Data for review:
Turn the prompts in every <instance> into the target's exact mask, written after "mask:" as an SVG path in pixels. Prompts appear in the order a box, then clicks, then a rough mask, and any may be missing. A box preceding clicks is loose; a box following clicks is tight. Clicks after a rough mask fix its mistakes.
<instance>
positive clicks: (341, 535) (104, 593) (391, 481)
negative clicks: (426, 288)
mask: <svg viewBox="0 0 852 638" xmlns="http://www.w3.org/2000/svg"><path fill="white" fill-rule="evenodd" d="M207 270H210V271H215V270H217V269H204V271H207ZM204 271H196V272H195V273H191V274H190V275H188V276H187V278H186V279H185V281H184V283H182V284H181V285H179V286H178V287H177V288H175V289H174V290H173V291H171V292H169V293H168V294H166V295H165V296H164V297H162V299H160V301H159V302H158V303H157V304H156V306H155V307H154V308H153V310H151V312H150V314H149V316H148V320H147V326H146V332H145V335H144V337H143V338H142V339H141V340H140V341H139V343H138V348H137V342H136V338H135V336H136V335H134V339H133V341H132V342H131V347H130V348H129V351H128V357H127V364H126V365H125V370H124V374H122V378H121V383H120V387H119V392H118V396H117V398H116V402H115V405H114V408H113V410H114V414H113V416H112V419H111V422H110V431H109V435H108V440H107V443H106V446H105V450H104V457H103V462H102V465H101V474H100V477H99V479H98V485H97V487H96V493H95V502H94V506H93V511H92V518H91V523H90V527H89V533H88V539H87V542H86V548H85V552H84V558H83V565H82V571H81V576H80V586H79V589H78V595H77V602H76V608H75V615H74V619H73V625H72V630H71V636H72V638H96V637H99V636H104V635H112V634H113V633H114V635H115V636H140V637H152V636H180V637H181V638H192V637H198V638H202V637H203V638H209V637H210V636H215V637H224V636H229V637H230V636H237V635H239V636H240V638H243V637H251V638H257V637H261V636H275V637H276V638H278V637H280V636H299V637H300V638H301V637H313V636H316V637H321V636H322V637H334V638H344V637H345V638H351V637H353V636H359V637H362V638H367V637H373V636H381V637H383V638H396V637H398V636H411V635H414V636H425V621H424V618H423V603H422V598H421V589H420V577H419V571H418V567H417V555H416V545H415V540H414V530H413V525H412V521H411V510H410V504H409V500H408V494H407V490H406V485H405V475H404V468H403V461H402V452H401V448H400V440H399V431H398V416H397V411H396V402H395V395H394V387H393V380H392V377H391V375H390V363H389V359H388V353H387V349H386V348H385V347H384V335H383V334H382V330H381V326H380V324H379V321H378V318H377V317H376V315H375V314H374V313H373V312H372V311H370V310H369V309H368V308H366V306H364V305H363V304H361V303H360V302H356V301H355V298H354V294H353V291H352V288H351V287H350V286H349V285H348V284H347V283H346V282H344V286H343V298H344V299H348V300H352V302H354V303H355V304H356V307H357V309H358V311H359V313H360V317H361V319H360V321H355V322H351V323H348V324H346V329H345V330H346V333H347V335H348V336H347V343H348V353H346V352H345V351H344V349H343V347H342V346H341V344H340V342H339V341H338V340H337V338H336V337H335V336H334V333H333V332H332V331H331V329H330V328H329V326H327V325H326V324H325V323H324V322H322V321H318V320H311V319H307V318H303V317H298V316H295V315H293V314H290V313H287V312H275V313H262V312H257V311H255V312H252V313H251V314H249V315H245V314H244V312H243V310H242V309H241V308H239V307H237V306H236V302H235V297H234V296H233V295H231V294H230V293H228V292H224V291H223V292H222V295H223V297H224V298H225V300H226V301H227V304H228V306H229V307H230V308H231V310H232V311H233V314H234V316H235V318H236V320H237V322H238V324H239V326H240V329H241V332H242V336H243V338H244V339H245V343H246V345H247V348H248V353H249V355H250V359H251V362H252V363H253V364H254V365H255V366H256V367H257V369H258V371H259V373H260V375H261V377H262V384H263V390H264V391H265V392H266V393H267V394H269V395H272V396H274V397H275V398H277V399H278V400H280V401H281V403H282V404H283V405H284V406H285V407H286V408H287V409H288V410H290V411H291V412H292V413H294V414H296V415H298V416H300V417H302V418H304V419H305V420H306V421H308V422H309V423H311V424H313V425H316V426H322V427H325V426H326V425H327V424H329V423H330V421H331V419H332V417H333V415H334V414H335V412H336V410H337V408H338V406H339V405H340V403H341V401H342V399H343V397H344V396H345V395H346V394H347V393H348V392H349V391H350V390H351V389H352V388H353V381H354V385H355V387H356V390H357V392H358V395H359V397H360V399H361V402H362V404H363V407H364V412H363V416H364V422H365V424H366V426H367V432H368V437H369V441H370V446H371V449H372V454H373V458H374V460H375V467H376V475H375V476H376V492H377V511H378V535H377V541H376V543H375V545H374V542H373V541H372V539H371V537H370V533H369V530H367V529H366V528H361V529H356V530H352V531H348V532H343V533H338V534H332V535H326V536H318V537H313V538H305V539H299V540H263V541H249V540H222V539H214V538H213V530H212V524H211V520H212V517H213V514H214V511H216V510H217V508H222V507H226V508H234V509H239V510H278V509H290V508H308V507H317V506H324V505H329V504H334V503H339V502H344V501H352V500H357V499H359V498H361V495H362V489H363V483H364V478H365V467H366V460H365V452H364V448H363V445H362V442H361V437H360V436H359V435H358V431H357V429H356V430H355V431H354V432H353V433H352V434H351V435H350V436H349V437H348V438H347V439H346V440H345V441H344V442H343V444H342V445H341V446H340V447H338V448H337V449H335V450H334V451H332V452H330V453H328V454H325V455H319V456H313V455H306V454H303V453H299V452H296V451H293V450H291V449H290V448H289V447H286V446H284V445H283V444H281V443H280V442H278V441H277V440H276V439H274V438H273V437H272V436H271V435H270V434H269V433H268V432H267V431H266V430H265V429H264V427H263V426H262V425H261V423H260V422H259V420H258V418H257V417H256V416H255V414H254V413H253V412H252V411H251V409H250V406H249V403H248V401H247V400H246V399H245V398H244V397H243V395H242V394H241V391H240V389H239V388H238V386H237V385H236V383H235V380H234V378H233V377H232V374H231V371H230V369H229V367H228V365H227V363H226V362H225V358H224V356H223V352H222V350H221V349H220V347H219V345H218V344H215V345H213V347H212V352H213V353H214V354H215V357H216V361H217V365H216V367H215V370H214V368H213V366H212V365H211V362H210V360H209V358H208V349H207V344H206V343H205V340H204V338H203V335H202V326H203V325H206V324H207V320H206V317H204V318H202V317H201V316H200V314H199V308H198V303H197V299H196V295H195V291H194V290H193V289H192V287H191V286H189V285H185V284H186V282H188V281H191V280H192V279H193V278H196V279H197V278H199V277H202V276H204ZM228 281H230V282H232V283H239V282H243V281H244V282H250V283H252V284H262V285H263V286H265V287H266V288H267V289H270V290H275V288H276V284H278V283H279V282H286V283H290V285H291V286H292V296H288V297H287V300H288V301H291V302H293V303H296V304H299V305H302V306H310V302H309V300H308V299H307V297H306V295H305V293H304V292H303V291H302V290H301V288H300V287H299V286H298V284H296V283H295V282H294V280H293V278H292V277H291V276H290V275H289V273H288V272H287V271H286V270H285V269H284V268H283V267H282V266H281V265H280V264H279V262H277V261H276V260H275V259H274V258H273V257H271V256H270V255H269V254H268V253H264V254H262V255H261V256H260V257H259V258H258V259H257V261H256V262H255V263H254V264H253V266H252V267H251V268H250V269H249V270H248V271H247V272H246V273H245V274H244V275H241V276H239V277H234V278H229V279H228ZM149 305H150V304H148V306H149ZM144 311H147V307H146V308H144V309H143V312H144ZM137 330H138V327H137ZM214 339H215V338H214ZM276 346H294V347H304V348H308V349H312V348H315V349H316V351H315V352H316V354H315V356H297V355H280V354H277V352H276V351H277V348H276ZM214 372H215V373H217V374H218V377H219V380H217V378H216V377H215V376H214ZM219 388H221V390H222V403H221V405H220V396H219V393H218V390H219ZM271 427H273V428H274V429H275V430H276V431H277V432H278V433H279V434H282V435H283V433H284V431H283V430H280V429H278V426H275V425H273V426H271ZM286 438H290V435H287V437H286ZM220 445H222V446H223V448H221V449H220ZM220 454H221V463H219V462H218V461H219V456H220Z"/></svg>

Task directions: Verbatim output is expected for the lines from the start of the data to the line in which "positive clicks: (341, 535)" appears, both included.

Answer box:
Turn the prompts in every <instance> into the target's exact mask, written after "mask:" as an SVG path in pixels. Prompts appear in the order a box, then clicks, then a rough mask, and any may be missing. A box preceding clicks is loose; a box following clicks is tight. Clicks after a rough mask fix its mistakes.
<instance>
positive clicks: (341, 535) (104, 593) (391, 481)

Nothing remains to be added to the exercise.